:: Passage provided ::

^^^^^^^^^^^^^^^^

We don't know and that is why this is a frightning and painful question to answer. I am hopeful from the public outcry that testing will surface that will prevent any reasonable thinking athlete from attempting otherwise. I still would like to know if anyone knows for sure if blood testing can detect HGH usage? If so, I support immediate, random blood testing for high school and above level athletes.

As far as I know, my son uses whey protein mix available from GNC and on the list of approved substances by the NCAA and that is it. He avoids junk food and follows a diet prescribed by a certified athletics trainer on staff at his college. When I see him, I try and observe (secretly) for signs like massive weight gain, acne, facial features changing, attitude problems, and so forth. My strategy with him is to continually make the point that there are more important things than baseball to ME - notably his health. I try and take the pressure off of him by telling him that if HE feels the need to keep up with other players by injecting a needle in himself or taking other non-approved substances, then it is time for him leave the game. It ain't worth it and I pray he understands that.
I know as a parent I was never one to say, my kids don't do that stuff, because all kids do crazy things.
Kids see themselves as untouchable. I just read something (or saw it on TV) that kids brains don't develop in the rationalization department until their early 20's. I can relate to that. Roll Eyes

As adults, our kids are expected to react as reaponsible adults. Sometimes things get in the way of that, and it usually has nothing to do with the dream, but the fame and fortune that comes with it. I am sure that most successful people, have done something along the way they shouldn't have but always supportive. I think there is a huge difference in support and pressure.

^^^^^^^^^^^^^^^^

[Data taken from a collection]
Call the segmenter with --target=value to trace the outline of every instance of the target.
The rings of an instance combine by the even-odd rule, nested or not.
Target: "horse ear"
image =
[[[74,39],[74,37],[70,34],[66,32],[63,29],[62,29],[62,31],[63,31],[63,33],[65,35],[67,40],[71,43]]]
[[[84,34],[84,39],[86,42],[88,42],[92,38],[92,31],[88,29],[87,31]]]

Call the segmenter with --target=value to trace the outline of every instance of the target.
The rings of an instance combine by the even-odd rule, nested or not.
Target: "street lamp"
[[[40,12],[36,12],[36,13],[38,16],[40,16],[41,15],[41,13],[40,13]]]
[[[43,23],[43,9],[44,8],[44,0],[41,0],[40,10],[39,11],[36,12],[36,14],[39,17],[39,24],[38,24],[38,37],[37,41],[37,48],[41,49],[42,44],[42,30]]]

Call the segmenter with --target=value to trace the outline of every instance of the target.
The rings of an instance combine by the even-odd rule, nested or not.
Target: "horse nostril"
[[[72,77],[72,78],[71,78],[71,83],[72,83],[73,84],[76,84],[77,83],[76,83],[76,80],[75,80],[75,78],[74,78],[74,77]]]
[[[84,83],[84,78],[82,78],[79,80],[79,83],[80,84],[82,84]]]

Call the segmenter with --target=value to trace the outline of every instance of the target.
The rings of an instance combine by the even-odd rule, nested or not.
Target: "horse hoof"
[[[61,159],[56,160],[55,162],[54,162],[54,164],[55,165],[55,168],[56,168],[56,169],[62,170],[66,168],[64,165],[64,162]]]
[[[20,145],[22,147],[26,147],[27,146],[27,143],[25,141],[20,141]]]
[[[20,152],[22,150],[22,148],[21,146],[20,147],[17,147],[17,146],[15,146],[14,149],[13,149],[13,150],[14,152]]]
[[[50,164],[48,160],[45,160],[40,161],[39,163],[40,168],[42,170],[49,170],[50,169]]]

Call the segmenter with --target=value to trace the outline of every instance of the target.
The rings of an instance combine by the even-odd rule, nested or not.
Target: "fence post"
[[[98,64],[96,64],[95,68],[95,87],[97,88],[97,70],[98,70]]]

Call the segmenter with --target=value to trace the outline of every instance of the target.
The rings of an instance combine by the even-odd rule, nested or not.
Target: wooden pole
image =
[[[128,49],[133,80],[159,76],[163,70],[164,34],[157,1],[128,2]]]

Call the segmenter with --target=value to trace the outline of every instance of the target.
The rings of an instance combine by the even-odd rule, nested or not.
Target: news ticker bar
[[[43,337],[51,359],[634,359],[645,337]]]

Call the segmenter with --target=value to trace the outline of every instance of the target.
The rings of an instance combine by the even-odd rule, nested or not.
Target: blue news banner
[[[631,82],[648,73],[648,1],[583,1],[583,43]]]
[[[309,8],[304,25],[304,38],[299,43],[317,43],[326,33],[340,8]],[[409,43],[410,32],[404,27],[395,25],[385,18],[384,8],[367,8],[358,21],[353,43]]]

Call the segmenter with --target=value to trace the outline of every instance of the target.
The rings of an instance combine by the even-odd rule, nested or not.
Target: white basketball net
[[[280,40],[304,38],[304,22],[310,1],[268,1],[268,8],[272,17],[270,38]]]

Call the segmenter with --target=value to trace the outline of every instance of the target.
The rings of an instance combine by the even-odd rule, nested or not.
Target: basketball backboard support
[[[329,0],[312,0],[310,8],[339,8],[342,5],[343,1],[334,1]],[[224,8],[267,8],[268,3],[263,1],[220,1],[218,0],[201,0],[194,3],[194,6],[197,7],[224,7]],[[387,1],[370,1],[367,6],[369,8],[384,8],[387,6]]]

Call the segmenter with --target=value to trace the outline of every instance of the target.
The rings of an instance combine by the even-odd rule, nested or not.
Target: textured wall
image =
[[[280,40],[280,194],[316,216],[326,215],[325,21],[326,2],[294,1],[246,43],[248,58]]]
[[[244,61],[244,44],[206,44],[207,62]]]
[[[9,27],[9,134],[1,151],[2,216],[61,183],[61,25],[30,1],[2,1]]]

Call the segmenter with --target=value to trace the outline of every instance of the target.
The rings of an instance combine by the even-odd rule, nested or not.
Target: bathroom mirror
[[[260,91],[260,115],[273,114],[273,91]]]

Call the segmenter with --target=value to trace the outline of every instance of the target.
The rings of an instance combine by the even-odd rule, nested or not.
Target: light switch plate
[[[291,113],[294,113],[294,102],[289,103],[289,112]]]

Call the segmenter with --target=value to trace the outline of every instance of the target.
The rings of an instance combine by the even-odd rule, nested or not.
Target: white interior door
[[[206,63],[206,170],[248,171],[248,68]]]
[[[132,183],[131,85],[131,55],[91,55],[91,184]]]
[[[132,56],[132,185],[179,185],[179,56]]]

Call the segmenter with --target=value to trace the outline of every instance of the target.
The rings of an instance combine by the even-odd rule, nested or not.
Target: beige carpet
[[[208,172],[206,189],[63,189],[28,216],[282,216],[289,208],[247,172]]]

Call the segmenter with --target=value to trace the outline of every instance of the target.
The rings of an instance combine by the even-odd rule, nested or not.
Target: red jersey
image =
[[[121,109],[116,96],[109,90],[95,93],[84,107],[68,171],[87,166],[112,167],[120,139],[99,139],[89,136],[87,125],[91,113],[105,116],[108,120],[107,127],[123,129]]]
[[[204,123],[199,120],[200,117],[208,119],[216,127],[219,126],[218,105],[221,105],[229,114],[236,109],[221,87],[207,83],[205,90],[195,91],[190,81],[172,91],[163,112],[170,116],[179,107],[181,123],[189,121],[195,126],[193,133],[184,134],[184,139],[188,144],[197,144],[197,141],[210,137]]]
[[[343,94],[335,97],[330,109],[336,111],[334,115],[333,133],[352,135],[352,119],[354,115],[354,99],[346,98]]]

^^^^^^^^^^^^^^^^

:: Apply what you read ::
1. Condense the paragraph of the post about athletes and performance drugs that begins "As far as I know, my son uses" into a short bulleted list that keeps its main facts.
2. Go on with the post about athletes and performance drugs, starting after its final sentence.

:: Response list ::
1.
- As far as the writer knows, the son uses only a whey protein mix from GNC that is on the NCAA's list of approved substances.
- He avoids junk food and follows a diet prescribed by a certified athletic trainer on staff at his college.
- On visits, the writer secretly watches for signs such as massive weight gain, acne, changing facial features and attitude problems.
- The writer keeps stressing that his health matters more than baseball.
- To take the pressure off, the writer has told him that if he feels he must inject himself or take non-approved substances to keep up, it is time to leave the game.
- The writer believes it isn't worth it and prays the son understands.

2.
I also think that alot of it has to do with the expectations we as parents place upon our childrens success. If my kids ever felt they "owed" me success, they might do things that we might not normally approve of. So we kept our expectations to ourselves when they were young (except about school) and never pushed in anything. We've been really supportive, but never pushed. I know my son does what he can the best way he knows how despite what others do or do not do and as far as I know he has never cheated.

Would I like to say that if he could would he? I like all of us, would say absolutely not, but that might not someday be the case, because really, none of us really knows in the end what another person would or would not do to reach their goal. My motto is never say never.

BTW, my kids grew up in a household where if they did something and we found out by hearsay(without proof) and denied it, they were found guilty unless they proved themselves innocent. It was pretty unamerican, but I think that helped them to understand how important that misunderstood or misinterpretted things can haunt you forever. I am not talking about anything bad, just stupid kid stuff. If something may just be hearsay, it can stick with you forever like white on rice. You prove to me it's NOT true, then I am ok.